The answer must consist only of the lines from the line with "Target: gray plaid dress" to the line with "like [(1154, 33)]", both included, exactly as they stand below.

Stored data entries
:::::
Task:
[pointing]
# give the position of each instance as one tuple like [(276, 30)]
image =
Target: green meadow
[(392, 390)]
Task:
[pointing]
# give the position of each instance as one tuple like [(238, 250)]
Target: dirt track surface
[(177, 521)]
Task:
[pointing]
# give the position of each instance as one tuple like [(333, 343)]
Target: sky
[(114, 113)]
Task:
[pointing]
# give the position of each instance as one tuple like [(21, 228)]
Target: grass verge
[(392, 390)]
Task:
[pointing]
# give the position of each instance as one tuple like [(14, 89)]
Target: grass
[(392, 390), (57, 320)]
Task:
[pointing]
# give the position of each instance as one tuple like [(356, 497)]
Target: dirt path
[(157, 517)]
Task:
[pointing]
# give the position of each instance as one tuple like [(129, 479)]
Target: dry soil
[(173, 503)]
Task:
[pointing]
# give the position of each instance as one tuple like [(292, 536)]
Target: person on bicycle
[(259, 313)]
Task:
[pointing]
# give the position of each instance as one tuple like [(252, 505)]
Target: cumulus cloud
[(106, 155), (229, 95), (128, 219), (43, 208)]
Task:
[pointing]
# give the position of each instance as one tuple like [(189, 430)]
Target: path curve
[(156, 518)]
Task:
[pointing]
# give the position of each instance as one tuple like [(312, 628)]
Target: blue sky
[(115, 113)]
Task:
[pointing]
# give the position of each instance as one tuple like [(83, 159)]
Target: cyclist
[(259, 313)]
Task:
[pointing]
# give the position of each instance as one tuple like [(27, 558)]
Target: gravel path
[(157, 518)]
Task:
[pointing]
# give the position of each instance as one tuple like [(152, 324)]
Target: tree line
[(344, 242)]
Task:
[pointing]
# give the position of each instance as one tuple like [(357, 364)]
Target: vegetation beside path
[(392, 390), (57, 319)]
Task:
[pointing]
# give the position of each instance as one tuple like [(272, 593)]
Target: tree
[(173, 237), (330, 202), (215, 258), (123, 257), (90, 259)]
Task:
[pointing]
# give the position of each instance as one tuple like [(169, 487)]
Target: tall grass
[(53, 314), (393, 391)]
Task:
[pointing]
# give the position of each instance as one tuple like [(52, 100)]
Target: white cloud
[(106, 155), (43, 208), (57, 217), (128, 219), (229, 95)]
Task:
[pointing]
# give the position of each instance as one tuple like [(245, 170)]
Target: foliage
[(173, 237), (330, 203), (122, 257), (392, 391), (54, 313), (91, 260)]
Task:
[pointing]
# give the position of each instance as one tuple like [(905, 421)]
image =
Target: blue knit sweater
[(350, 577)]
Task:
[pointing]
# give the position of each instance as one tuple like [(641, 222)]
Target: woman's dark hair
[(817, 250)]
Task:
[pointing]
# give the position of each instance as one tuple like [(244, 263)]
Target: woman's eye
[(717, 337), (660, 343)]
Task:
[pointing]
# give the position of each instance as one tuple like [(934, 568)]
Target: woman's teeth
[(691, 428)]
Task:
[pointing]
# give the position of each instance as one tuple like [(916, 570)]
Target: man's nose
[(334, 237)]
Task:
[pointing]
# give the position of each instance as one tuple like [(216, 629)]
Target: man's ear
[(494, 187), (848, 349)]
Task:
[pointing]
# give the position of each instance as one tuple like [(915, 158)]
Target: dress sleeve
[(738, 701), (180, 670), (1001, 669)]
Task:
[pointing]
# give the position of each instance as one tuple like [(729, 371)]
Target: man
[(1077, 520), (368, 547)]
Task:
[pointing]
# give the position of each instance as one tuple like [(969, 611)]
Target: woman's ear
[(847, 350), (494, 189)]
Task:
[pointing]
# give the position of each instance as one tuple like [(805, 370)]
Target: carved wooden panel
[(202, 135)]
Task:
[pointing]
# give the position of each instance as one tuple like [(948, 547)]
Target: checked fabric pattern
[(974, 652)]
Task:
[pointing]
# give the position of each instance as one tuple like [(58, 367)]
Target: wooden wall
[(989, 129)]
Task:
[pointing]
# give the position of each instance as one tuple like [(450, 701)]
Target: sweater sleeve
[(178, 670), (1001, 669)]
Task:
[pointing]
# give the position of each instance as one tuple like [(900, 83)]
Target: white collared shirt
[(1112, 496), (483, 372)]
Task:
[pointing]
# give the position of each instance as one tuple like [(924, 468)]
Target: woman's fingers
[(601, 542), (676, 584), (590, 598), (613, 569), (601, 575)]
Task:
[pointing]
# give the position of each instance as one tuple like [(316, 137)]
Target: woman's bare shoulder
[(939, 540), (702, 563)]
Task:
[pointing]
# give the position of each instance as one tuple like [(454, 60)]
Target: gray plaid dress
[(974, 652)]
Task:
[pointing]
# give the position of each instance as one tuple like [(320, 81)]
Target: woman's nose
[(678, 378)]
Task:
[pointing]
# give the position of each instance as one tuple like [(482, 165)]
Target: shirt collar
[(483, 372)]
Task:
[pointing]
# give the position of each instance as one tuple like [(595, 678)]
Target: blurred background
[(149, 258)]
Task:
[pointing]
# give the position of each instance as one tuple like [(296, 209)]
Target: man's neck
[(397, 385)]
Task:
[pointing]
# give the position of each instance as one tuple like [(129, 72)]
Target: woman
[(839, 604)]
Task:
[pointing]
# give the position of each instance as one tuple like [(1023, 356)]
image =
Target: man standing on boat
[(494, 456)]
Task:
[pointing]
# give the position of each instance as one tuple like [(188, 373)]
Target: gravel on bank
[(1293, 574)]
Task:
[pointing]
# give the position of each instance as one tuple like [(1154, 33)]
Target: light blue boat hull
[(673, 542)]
:::::
Result:
Target: gray plaid dress
[(974, 652)]
Task:
[pointing]
# give the position of each instance as one tuple like [(320, 81)]
Target: woman's nose
[(678, 378)]
Task:
[pointing]
# give the position of each instance as one tuple like [(482, 165)]
Target: shirt collar
[(483, 372)]
Task:
[pointing]
# give the position of each instance as one tuple like [(595, 678)]
Target: blurred background
[(149, 258)]
Task:
[pointing]
# give the position of each instance as one tuple like [(296, 209)]
Target: man's neck
[(397, 385)]
Task:
[pointing]
# give the position of each instance as one tuple like [(129, 72)]
Target: woman
[(839, 604)]
Task:
[pointing]
# give the position of each instance as one tuple like [(1023, 356)]
image =
Target: man standing on boat
[(494, 456)]
Task:
[pointing]
# give the position of each instance as one tuple like [(188, 373)]
Target: gravel on bank
[(1293, 574)]
Task:
[pointing]
# give the position of each instance as one tuple like [(1154, 33)]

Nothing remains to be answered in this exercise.